• Task prompt
Convert every line of the material below into a Markdown table with the columns "Row" and "Line", one line per row in order, leaving out blank lines.
>> begin Source records
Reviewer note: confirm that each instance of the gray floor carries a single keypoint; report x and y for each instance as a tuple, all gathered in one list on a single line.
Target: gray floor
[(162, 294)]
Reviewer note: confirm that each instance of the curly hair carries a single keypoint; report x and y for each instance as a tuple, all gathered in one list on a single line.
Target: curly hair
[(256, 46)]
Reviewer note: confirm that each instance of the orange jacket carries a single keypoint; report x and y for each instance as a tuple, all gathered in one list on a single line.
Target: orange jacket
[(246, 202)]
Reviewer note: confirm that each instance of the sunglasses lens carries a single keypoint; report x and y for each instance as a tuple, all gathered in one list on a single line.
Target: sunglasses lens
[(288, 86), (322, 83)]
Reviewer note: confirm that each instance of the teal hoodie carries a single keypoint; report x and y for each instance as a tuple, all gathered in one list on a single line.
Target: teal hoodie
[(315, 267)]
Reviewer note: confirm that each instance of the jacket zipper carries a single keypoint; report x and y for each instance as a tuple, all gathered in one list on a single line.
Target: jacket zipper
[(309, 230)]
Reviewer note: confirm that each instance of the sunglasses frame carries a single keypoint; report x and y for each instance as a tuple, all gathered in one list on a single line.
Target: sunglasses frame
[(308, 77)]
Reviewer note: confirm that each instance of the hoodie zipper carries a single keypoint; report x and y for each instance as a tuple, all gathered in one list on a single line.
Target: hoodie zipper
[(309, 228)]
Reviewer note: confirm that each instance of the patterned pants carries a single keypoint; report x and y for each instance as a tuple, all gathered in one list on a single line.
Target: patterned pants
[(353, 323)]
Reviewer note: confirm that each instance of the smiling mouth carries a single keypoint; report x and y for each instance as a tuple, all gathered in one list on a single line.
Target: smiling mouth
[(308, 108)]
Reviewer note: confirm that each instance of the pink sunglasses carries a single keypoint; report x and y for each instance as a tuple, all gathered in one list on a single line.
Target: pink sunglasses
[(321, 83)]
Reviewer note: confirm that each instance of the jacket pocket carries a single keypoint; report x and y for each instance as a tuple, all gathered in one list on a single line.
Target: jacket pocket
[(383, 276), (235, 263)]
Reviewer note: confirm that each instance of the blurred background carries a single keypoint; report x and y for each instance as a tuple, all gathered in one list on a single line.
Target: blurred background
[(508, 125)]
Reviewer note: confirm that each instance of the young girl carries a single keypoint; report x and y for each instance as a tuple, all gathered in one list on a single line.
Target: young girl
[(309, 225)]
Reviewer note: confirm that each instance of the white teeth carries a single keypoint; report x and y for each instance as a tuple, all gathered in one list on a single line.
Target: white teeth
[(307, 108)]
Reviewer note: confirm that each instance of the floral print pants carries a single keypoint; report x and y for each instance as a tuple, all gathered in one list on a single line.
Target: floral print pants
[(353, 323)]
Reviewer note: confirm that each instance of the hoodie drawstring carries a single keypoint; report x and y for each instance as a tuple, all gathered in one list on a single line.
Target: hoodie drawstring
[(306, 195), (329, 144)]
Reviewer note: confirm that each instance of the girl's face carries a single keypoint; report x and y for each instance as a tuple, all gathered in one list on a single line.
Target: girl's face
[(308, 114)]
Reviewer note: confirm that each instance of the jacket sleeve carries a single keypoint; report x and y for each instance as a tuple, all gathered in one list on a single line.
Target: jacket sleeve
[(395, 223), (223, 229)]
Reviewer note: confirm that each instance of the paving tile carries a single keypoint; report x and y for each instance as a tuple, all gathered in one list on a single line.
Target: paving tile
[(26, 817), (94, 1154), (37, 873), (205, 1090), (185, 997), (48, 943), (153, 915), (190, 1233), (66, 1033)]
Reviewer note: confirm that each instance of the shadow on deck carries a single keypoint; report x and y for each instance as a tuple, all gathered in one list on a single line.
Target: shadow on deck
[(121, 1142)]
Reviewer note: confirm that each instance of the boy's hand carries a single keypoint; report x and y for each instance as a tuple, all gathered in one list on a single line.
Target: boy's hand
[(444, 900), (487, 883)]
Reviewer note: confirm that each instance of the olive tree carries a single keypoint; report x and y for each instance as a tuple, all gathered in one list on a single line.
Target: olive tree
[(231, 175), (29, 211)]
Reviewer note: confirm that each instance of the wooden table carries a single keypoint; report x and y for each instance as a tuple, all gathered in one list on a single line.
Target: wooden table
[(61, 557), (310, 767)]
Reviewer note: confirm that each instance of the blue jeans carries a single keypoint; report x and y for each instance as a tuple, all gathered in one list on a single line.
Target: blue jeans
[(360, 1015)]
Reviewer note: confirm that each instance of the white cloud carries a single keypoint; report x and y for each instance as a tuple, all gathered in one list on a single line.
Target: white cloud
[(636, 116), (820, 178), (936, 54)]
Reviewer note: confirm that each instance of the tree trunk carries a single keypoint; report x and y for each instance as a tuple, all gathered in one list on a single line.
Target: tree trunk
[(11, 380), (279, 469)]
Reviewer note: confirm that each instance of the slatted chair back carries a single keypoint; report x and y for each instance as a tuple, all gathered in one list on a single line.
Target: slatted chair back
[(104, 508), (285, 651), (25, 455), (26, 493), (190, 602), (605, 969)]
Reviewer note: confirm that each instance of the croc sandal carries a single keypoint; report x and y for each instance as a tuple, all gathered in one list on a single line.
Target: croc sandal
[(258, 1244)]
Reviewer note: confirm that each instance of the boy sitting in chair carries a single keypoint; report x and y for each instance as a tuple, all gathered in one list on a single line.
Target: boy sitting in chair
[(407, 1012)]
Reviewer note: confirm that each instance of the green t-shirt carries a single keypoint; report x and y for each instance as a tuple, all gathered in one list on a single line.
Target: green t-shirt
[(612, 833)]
>> end Source records
• Solution for this exercise
| Row | Line |
|---|---|
| 1 | Reviewer note: confirm that each instance of the gray floor carries a single keypoint; report x and y for each instance as a tuple, all gathered in one list on a single line. |
| 2 | Target: gray floor |
| 3 | [(162, 294)] |
| 4 | Reviewer note: confirm that each instance of the curly hair carries a single keypoint; report x and y for each instance as a tuple, all gathered in one list on a single line. |
| 5 | Target: curly hair |
| 6 | [(256, 46)] |
| 7 | Reviewer note: confirm that each instance of the orange jacket carries a single keypoint; report x and y for each instance as a tuple, all gathered in one list on a single line. |
| 8 | Target: orange jacket |
| 9 | [(246, 202)] |
| 10 | Reviewer note: confirm that each instance of the sunglasses lens carries a single keypoint; report x and y for each instance as a tuple, all gathered in one list on a single line. |
| 11 | Target: sunglasses lens |
| 12 | [(288, 86), (322, 83)] |
| 13 | Reviewer note: confirm that each instance of the teal hoodie carries a single keypoint; report x and y for each instance as a tuple, all gathered in one list on a single line. |
| 14 | Target: teal hoodie |
| 15 | [(315, 267)] |
| 16 | Reviewer note: confirm that each instance of the jacket zipper carries a single keypoint; report x and y for each instance as a tuple, all gathered in one list on a single line. |
| 17 | Target: jacket zipper |
| 18 | [(309, 230)] |
| 19 | Reviewer note: confirm that each instance of the sunglasses frame carries a single keypoint; report x and y for each instance as a tuple, all gathered in one list on a single line. |
| 20 | Target: sunglasses frame |
| 21 | [(308, 77)] |
| 22 | Reviewer note: confirm that each instance of the hoodie zipper carries a single keypoint; report x and y for each instance as a tuple, all gathered in one list on a single line. |
| 23 | Target: hoodie zipper |
| 24 | [(309, 228)] |
| 25 | Reviewer note: confirm that each instance of the patterned pants carries a single keypoint; report x and y for each instance as a tuple, all gathered in one list on a single line. |
| 26 | Target: patterned pants |
| 27 | [(353, 323)] |
| 28 | Reviewer note: confirm that each instance of the smiling mouth carries a single keypoint; report x and y for each instance as a tuple, all gathered in one list on a single line. |
| 29 | Target: smiling mouth |
| 30 | [(308, 108)] |
| 31 | Reviewer note: confirm that each instance of the pink sunglasses carries a single keypoint; report x and y for each instance as a tuple, all gathered in one list on a single line. |
| 32 | Target: pink sunglasses |
| 33 | [(321, 83)] |
| 34 | Reviewer note: confirm that each instance of the jacket pocket carries a single keypoint; report x and y for each instance as a tuple, all gathered in one list on a single line. |
| 35 | Target: jacket pocket |
| 36 | [(383, 276), (235, 263)] |
| 37 | Reviewer note: confirm that each instance of the blurred background carries a single keypoint; report x and y for each instance as a tuple, all gathered in one list on a single line. |
| 38 | Target: blurred background |
| 39 | [(508, 125)] |
| 40 | Reviewer note: confirm that each instance of the young girl carries a single keypoint; report x and y for each instance as a tuple, all gathered in one list on a single line. |
| 41 | Target: young girl |
| 42 | [(309, 225)] |
| 43 | Reviewer note: confirm that each instance of the white teeth carries a single keypoint; report x and y for each instance as a tuple, all gathered in one list on a single line. |
| 44 | Target: white teeth |
| 45 | [(307, 108)] |
| 46 | Reviewer note: confirm that each instance of the floral print pants carries a single keypoint; report x and y for each instance as a tuple, all gathered in one list on a single line. |
| 47 | Target: floral print pants |
| 48 | [(353, 323)] |
| 49 | Reviewer note: confirm that each instance of the hoodie drawstring carries a single keypoint; report x and y for each instance as a tuple, all gathered in one list on a single line. |
| 50 | Target: hoodie drawstring |
| 51 | [(306, 195), (329, 144)] |
| 52 | Reviewer note: confirm that each instance of the girl's face carries a single keypoint; report x and y for each instance as a tuple, all gathered in one list on a single line. |
| 53 | Target: girl's face |
| 54 | [(308, 114)] |
| 55 | Reviewer note: confirm that each instance of the jacket sleeve carries a single keypoint; report x and y for each instance as a tuple, all gathered in one list on a single line. |
| 56 | Target: jacket sleeve |
| 57 | [(395, 223), (223, 229)] |
| 58 | Reviewer note: confirm that each instance of the paving tile carries a single keypoint; report x and y for each instance as a tuple, all gathered in one list on a single line. |
| 59 | Target: paving tile |
| 60 | [(26, 817), (94, 1154), (37, 873), (205, 1090), (185, 997), (48, 943), (153, 915), (190, 1233), (66, 1033)] |
| 61 | Reviewer note: confirm that each instance of the shadow on deck carries a single keypoint; report x and y for each instance as a tuple, all gathered in one list on a single line. |
| 62 | Target: shadow on deck |
| 63 | [(121, 1142)] |
| 64 | Reviewer note: confirm that each instance of the boy's hand carries a single keypoint; report x and y for each instance as a tuple, all gathered in one list on a single line. |
| 65 | Target: boy's hand |
| 66 | [(444, 900), (487, 883)] |
| 67 | Reviewer note: confirm that each instance of the olive tree carries a single keypoint; report x and y for each instance as a tuple, all gathered in one list on a single line. |
| 68 | Target: olive tree |
| 69 | [(231, 175), (29, 211)] |
| 70 | Reviewer note: confirm that each instance of the wooden table carries a single keypoint; report x and y for each instance as a tuple, all gathered in one list on a single line. |
| 71 | Target: wooden table |
| 72 | [(61, 557), (310, 767)] |
| 73 | Reviewer note: confirm that each instance of the blue jeans carries a single keypoint; report x and y for each instance as a tuple, all gathered in one list on a single line. |
| 74 | Target: blue jeans |
| 75 | [(360, 1015)] |
| 76 | Reviewer note: confirm that each instance of the white cloud carries a single keypoint; report x and y for each instance as a tuple, all gathered in one list on a single line. |
| 77 | Target: white cloud |
| 78 | [(636, 116), (820, 178), (936, 54)] |
| 79 | Reviewer note: confirm that each instance of the tree trunk carries a single keypoint; report x and y for each instance as a tuple, all gathered in one list on a single line. |
| 80 | Target: tree trunk |
| 81 | [(11, 380), (279, 469)] |
| 82 | Reviewer note: confirm that each instance of the slatted chair back carries a single keypoint; report x and y for each instance as a tuple, all gathered in one list on a single line. |
| 83 | Target: slatted chair back |
| 84 | [(104, 508), (285, 651), (25, 455), (26, 493), (190, 602), (605, 969)] |
| 85 | Reviewer note: confirm that each instance of the croc sandal carries a single keypoint; report x and y for each instance as a tuple, all gathered in one list on a single line. |
| 86 | Target: croc sandal |
| 87 | [(258, 1244)] |
| 88 | Reviewer note: confirm that each instance of the boy sitting in chair carries a single keypoint; report x and y for each instance as a tuple, all gathered in one list on a single line. |
| 89 | Target: boy sitting in chair |
| 90 | [(407, 1012)] |
| 91 | Reviewer note: confirm that each instance of the green t-shirt carries a single keypoint; report x and y for each instance as a tuple, all gathered in one list on a single line. |
| 92 | Target: green t-shirt |
| 93 | [(612, 833)] |